**What is being asked:**
Your task is to return the line containing "of the black" plus every line after it, exactly and with nothing added.

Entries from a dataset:

▬▬▬▬▬▬▬▬▬▬

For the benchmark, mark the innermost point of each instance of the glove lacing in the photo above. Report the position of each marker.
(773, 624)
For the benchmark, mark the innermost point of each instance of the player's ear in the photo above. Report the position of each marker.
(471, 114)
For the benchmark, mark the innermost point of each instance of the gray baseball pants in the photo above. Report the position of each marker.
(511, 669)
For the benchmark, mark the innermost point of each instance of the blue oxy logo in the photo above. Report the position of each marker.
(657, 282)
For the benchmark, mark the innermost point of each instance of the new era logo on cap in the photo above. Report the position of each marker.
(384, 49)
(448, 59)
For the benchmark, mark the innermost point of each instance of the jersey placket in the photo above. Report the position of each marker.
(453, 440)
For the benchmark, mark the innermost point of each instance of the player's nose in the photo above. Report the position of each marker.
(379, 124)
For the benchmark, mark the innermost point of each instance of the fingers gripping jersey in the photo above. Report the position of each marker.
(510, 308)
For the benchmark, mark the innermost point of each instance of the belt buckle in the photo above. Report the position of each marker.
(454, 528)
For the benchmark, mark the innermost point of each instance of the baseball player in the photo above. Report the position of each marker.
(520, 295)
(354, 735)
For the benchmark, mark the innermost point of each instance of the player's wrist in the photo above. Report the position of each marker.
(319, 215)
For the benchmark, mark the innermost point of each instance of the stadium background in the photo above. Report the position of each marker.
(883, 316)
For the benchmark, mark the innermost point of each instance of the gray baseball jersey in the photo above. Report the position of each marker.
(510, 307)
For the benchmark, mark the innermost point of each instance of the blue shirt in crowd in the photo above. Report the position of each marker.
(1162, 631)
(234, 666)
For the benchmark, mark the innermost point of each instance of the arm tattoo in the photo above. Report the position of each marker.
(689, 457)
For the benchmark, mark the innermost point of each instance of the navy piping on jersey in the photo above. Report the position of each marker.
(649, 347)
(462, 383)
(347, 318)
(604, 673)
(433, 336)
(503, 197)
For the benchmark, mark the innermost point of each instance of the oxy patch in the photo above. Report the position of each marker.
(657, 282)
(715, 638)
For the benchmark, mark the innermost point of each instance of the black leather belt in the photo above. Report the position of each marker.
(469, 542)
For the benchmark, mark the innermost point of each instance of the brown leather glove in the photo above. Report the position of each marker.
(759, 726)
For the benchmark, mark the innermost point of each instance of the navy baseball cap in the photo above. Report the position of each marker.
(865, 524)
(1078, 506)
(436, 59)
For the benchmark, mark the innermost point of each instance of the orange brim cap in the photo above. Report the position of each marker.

▬▬▬▬▬▬▬▬▬▬

**Solution to this problem:**
For the benchmark, mark the innermost point of each instance of the black leather belt in the photo above. Report the position of each marker.
(469, 542)
For the benchmark, mark the innermost point of each instance of the brown leather glove in the photo above. Report the position of each marker.
(759, 726)
For the benchmark, mark the innermost point of each instance of the navy baseball cap in the photo above. Report the position of each marker.
(865, 524)
(1078, 506)
(436, 59)
For the benchmark, mark the innermost point of each instance of the orange brim cap in the photo above. Report the position of each marker.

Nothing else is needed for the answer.